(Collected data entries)

- - - - - - -

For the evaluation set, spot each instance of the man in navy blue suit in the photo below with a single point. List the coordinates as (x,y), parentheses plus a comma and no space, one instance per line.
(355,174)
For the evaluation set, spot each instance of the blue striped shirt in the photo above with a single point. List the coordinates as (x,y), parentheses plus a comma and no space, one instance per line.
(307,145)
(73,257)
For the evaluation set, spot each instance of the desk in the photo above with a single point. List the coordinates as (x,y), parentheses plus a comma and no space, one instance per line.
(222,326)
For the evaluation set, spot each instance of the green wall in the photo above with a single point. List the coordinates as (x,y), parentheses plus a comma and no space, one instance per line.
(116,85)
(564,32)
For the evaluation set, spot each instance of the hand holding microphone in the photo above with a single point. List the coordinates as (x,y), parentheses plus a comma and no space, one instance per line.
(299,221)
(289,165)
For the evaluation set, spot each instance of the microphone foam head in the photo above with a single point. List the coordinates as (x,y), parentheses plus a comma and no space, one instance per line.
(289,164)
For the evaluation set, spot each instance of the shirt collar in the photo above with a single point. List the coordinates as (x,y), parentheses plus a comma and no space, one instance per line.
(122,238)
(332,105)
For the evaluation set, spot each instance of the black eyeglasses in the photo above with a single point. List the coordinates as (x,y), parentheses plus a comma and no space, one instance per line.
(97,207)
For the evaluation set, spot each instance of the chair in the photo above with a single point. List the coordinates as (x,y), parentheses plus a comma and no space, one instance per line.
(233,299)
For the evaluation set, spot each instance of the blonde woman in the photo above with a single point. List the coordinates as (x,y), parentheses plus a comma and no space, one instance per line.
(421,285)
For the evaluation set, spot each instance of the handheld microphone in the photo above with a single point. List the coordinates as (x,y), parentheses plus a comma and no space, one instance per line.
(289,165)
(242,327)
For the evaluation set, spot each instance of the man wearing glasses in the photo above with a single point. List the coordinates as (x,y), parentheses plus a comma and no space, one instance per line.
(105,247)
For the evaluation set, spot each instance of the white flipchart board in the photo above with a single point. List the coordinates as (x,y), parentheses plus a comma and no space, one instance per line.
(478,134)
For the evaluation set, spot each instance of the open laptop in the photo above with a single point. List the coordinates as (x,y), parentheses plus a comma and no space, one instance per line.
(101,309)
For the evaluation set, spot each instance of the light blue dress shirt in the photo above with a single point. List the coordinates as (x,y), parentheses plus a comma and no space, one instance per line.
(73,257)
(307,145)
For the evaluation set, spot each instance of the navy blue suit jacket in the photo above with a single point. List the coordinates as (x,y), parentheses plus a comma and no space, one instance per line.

- - - - - - -

* [Aim]: Copy each record from above exactly, and include every line.

* [Solution to this problem]:
For the evaluation set, spot each instance of the man in navy blue suit in the photo below with a single point. List the coordinates as (x,y), parentheses plus a comma and no space, one instance per line.
(355,174)
For the evaluation set, spot each instance of the blue striped shirt in the photo above with a single point. List the coordinates as (x,y), parentheses plus a comma and no space, one instance per line.
(307,145)
(73,257)
For the evaluation set, spot each instance of the desk in the photo above with a single point. List the coordinates as (x,y), parentheses plus a comma and no space, one instance per line.
(222,326)
For the evaluation set, spot each instance of the green wall in the photo above with a single point. List the coordinates as (x,y), parentheses plus a comma and no space, one instance per line.
(116,85)
(564,32)
For the evaluation set, spot each instance of the hand holding microphone in the photo above with a single point. List the coordinates as (x,y), parentheses plus a comma and no space, one instance per line.
(299,221)
(289,165)
For the evaluation set, spot each instance of the microphone foam head in the photo above with a single point. List the coordinates as (x,y), parentheses plus a comma and no space, one instance per line.
(289,164)
For the evaluation set, spot each instance of the shirt collar in the photo above with a single point. List the coordinates as (x,y), parentheses plus a comma and no space, one instance per line.
(122,238)
(332,105)
For the evaluation set, spot each instance of the black eyeglasses in the photo above with a single point. List the coordinates as (x,y), parentheses plus a comma and no space, one instance per line.
(97,207)
For the evaluation set, spot each instance of the chair in the photo above with a single point. List the coordinates as (x,y), parentheses plus a comma and no space, one instance per line.
(233,299)
For the evaluation set, spot each instance of the blonde woman in the photo above with a single point. List the coordinates as (x,y), parentheses plus a comma and no space, one instance per line.
(421,285)
For the evaluation set, spot each instance of the handheld microphone in the photo above with a single point. List the coordinates as (x,y), parentheses plus a comma and no space, one instance per line.
(289,165)
(242,327)
For the evaluation set, spot each instance of the man wearing glasses in the photo above with a single point. List the coordinates as (x,y), parentheses plus a comma and no space, one instance per line.
(105,247)
For the evaluation set, spot each instance of the white flipchart board in the photo above with a single point. List the coordinates as (x,y), parentheses plus a comma and no space, one instance per line.
(478,134)
For the evaluation set, spot each instance of the open laptop in the photo above with a single point. List the coordinates as (x,y), parentheses plus a comma and no space, one instance per line.
(101,309)
For the evaluation set, spot each instance of the light blue dress shirt in the photo above with a single point. List the coordinates as (x,y), parentheses plus a comma and no space, one instance per line.
(73,257)
(307,145)
For the evaluation set, spot each instance of the navy blue suit jacket in the photo above with a single point. List the coordinates as (x,y), parentheses plus a comma and no space, one instance per line.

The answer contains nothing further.